→ **Aim of the task**
Rewrite the items below with each occurrence of "bounding box" changed to "enclosing rectangle", keeping every other word the same.

→ **Data for this exercise**
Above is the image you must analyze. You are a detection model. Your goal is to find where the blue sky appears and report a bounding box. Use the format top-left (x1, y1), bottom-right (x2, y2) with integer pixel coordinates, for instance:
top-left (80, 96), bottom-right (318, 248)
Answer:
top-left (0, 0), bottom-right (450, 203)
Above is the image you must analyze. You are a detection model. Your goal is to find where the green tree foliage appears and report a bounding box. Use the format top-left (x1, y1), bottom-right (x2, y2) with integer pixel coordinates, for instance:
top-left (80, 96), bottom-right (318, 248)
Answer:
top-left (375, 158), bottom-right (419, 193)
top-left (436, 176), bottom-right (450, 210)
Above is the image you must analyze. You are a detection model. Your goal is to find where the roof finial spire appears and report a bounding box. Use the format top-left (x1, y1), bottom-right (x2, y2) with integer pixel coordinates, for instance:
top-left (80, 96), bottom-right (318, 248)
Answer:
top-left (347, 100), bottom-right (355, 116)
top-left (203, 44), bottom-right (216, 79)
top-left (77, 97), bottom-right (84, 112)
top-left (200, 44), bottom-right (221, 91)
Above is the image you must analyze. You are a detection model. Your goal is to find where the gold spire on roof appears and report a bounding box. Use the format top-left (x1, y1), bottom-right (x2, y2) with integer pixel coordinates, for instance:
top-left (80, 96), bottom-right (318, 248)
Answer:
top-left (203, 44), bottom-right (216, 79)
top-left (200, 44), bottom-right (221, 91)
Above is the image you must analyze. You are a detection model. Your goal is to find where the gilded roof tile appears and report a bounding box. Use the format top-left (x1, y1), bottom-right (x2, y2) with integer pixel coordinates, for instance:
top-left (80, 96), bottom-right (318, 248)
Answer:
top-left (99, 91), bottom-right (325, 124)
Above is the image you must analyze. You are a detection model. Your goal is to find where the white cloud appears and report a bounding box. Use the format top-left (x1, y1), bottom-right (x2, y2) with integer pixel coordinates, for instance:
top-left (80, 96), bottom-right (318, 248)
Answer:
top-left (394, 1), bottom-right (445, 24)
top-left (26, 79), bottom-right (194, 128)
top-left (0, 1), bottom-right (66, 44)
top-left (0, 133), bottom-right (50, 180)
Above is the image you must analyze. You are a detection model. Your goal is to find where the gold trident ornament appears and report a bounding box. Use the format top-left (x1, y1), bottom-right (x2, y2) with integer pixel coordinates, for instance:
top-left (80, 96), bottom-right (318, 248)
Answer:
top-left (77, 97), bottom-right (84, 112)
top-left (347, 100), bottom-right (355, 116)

→ **Reply to the exercise**
Above is the image you must analyze. You are a detection model. Your goal is to find where the blue sky appears and report a enclosing rectangle. Use the format top-left (x1, y1), bottom-right (x2, y2) with integer pixel coordinates, for instance:
top-left (80, 96), bottom-right (318, 248)
Answer:
top-left (0, 0), bottom-right (450, 203)
Above is the image you must analyze. You are a detection model. Your goal is to find where the green tree foliage appears and report a enclosing rectangle. Use the format top-left (x1, y1), bottom-right (x2, y2) with integer pixel coordinates, for instance:
top-left (80, 96), bottom-right (318, 248)
Answer:
top-left (375, 158), bottom-right (419, 193)
top-left (436, 176), bottom-right (450, 210)
Above is the image you must analyze. You are a detection model. Your goal is to find where the roof finial spire appears and report a enclosing rectangle. Use the format top-left (x1, y1), bottom-right (x2, y2) with integer pixel coordinates, for instance:
top-left (80, 96), bottom-right (318, 248)
Answer:
top-left (347, 100), bottom-right (355, 116)
top-left (203, 44), bottom-right (216, 79)
top-left (77, 97), bottom-right (84, 112)
top-left (200, 44), bottom-right (221, 91)
Above is the image you must analyze. You are a detection model. Your goal is to find where the gold spire on roof appears and report a enclosing rectangle. Use the format top-left (x1, y1), bottom-right (x2, y2) with integer pixel coordinates, for instance:
top-left (80, 96), bottom-right (318, 248)
Answer:
top-left (203, 44), bottom-right (216, 79)
top-left (200, 44), bottom-right (221, 91)
Above is the image you must analyze. You are a detection model. Your goal is to find where the gilded roof tile appears and report a enclosing rectangle. Use the format top-left (x1, y1), bottom-right (x2, y2) with integer pixel coordinates, for instance:
top-left (80, 96), bottom-right (318, 248)
Answer:
top-left (99, 91), bottom-right (325, 124)
Above is the image you must analyze. You are a detection model. Your goal is to find where the white cloud appears and report a enclosing rectangle. Use the format top-left (x1, y1), bottom-right (x2, y2) with integer pixel coordinates, for instance:
top-left (80, 96), bottom-right (318, 248)
Answer:
top-left (394, 1), bottom-right (445, 24)
top-left (26, 79), bottom-right (194, 128)
top-left (0, 1), bottom-right (66, 44)
top-left (0, 133), bottom-right (50, 180)
Above is the image you must analyze. You are a detection model. Your goal is to find where the gold trident ornament appears and report a enclosing rectangle. Use the format top-left (x1, y1), bottom-right (x2, y2) with integer pixel coordinates, for instance:
top-left (80, 96), bottom-right (318, 248)
Answer:
top-left (77, 97), bottom-right (84, 112)
top-left (347, 100), bottom-right (355, 116)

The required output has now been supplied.